─── DATASET RECORDS ───
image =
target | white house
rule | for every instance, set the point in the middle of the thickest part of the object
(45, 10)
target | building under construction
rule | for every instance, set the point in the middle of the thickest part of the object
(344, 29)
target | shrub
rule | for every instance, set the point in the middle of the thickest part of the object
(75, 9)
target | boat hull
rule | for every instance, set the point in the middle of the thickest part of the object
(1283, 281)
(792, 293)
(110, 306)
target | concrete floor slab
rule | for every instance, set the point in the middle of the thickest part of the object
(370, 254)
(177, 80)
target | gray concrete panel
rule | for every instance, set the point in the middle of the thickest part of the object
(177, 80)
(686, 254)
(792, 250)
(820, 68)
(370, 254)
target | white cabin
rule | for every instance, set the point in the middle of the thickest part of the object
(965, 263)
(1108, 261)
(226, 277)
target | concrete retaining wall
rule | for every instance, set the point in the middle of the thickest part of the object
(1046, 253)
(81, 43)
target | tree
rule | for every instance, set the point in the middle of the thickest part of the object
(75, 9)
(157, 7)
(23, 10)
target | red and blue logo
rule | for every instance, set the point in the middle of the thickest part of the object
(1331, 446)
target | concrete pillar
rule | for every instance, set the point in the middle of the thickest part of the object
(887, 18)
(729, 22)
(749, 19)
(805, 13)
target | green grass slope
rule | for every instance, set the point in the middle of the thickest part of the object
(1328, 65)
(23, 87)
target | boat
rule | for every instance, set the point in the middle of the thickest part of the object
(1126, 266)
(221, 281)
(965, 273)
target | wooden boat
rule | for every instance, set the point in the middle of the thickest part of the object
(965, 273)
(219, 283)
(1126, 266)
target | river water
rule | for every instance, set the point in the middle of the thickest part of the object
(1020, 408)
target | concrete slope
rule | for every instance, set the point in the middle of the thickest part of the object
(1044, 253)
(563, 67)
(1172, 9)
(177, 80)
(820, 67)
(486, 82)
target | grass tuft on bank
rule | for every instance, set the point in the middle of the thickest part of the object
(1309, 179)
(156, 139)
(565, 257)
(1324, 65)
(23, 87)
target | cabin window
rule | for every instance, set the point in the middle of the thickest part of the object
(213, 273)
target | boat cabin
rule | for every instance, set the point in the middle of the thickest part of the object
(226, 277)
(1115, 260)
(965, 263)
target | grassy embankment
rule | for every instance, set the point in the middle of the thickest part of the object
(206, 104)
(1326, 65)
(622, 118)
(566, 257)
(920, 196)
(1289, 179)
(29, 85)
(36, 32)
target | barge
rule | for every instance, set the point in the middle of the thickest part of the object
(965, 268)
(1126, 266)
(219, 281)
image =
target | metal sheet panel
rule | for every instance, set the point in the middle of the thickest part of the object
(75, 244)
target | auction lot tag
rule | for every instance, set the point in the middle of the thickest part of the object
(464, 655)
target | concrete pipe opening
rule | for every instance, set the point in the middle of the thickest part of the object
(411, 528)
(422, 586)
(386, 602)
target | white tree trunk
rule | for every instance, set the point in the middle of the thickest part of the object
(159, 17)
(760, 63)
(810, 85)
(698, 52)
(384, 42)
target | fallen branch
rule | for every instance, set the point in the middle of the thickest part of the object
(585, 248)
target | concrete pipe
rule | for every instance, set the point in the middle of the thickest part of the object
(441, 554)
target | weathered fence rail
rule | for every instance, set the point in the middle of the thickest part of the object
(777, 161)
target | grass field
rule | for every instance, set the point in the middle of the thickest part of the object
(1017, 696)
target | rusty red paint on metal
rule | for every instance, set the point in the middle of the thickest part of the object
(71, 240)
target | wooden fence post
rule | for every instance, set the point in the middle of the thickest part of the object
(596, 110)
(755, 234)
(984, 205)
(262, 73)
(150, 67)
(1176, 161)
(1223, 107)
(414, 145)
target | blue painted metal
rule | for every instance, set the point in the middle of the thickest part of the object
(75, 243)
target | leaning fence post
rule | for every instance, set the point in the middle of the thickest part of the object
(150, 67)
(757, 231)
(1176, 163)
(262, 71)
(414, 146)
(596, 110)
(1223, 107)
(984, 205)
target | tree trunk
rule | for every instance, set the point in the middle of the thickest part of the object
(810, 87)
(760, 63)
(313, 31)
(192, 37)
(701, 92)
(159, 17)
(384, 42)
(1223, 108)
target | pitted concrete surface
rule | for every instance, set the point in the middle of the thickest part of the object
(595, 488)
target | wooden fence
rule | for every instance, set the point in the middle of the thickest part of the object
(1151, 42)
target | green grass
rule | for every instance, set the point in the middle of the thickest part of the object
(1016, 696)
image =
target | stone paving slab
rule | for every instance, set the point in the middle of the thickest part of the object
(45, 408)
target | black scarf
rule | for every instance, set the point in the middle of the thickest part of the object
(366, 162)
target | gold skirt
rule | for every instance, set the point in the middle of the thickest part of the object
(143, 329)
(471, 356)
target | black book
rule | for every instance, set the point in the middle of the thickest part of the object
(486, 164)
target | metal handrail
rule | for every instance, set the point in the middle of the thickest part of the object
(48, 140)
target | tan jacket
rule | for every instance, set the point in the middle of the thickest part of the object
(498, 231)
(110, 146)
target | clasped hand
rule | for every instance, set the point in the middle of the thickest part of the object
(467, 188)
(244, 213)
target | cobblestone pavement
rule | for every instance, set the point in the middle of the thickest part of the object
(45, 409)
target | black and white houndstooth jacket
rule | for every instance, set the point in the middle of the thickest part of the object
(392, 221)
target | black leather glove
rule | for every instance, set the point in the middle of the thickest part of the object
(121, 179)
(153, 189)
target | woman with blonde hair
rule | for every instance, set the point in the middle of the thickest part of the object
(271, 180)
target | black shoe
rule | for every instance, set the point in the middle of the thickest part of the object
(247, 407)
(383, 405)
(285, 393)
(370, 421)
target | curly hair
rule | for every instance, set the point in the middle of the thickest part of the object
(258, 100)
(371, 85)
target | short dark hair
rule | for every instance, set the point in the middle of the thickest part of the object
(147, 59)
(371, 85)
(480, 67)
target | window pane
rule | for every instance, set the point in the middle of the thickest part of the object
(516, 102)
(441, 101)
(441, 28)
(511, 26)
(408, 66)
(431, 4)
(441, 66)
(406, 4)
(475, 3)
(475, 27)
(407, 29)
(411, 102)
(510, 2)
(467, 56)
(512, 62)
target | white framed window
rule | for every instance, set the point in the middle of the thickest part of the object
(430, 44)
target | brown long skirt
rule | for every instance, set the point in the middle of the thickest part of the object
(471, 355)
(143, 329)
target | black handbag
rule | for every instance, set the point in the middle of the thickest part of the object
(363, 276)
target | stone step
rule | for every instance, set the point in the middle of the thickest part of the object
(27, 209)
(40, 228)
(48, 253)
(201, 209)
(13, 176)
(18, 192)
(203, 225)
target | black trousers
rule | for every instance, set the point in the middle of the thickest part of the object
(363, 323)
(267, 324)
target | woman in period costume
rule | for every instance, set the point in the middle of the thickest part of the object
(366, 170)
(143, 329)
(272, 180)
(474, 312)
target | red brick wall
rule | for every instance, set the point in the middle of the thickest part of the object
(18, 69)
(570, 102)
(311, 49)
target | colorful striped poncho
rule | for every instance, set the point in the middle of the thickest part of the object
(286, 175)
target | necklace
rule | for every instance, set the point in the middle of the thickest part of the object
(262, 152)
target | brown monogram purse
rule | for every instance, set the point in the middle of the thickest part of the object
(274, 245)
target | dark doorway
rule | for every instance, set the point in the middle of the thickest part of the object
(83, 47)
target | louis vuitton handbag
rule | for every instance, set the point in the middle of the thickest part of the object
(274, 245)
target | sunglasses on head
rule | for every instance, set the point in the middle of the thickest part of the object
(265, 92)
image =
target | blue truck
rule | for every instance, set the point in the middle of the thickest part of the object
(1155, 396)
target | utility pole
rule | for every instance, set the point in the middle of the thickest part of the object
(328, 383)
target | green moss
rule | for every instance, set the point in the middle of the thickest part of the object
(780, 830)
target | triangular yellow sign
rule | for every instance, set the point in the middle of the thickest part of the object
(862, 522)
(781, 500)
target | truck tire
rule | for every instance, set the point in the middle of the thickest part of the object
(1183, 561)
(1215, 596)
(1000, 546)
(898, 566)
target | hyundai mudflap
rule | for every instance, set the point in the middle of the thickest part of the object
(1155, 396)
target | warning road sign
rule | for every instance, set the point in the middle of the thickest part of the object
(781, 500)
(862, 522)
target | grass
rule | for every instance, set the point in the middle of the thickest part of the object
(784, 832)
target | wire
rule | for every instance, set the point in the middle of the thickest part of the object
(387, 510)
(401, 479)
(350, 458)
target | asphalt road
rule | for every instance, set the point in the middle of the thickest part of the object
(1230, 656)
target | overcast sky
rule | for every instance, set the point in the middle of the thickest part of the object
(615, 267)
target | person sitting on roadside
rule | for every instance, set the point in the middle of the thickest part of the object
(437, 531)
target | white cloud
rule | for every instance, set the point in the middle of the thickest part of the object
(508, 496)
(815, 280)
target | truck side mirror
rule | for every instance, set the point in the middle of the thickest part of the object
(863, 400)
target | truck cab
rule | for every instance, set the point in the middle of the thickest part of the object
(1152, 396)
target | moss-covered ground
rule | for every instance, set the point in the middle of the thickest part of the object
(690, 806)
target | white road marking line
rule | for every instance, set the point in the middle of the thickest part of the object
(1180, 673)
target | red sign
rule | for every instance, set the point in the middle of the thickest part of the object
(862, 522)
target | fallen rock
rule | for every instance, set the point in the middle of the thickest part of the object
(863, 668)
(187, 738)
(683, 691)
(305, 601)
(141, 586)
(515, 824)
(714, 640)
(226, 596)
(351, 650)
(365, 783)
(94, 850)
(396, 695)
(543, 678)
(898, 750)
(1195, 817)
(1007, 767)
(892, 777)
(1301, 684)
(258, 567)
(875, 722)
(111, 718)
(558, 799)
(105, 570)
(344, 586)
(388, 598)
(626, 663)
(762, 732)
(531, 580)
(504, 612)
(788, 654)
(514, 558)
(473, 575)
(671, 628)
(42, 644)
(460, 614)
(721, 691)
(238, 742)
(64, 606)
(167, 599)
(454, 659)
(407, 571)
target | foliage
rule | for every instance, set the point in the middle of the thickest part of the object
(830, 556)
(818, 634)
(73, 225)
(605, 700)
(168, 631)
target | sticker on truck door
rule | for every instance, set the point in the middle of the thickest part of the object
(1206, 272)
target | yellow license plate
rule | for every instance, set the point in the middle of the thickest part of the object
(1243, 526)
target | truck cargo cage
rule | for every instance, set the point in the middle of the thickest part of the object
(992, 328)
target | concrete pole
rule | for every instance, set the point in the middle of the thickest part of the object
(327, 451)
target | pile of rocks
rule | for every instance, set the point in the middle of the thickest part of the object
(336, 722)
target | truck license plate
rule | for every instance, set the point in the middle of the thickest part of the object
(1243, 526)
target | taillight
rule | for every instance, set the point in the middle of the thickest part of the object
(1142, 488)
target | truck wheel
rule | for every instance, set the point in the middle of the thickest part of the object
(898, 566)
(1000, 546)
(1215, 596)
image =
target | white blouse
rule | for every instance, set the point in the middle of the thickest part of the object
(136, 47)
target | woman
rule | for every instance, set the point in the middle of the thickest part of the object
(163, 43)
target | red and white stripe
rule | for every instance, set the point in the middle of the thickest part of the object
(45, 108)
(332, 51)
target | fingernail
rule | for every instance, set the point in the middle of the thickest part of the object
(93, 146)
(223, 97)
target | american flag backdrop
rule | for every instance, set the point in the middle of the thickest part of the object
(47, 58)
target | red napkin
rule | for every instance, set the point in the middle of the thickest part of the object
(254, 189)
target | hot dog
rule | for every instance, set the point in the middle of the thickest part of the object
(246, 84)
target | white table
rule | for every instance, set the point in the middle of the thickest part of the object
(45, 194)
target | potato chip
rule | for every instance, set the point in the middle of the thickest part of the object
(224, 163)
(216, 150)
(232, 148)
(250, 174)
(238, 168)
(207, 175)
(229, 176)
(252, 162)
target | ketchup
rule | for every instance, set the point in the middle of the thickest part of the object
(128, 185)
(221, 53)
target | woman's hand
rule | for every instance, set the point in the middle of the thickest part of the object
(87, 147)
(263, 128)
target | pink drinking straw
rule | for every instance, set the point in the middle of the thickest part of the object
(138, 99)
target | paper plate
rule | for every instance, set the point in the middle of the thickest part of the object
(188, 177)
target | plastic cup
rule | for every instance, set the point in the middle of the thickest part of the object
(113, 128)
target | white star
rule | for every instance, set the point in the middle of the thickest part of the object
───
TO BE DONE:
Reproduce the rows word for word, beginning with the row that contains "target | pink drinking straw" and continuing through the last row.

SOLUTION TO THIS TASK:
target | pink drinking straw
rule | for every instance, set the point in the middle of the thickest part of the object
(138, 99)
target | paper plate
rule | for every instance, set the point in the middle of the thickest part of the object
(188, 177)
target | plastic cup
rule | for every instance, set the point in the middle of the thickest part of the object
(113, 128)
target | white star
rule | for every instance, set the point in the middle of the thickest part of the object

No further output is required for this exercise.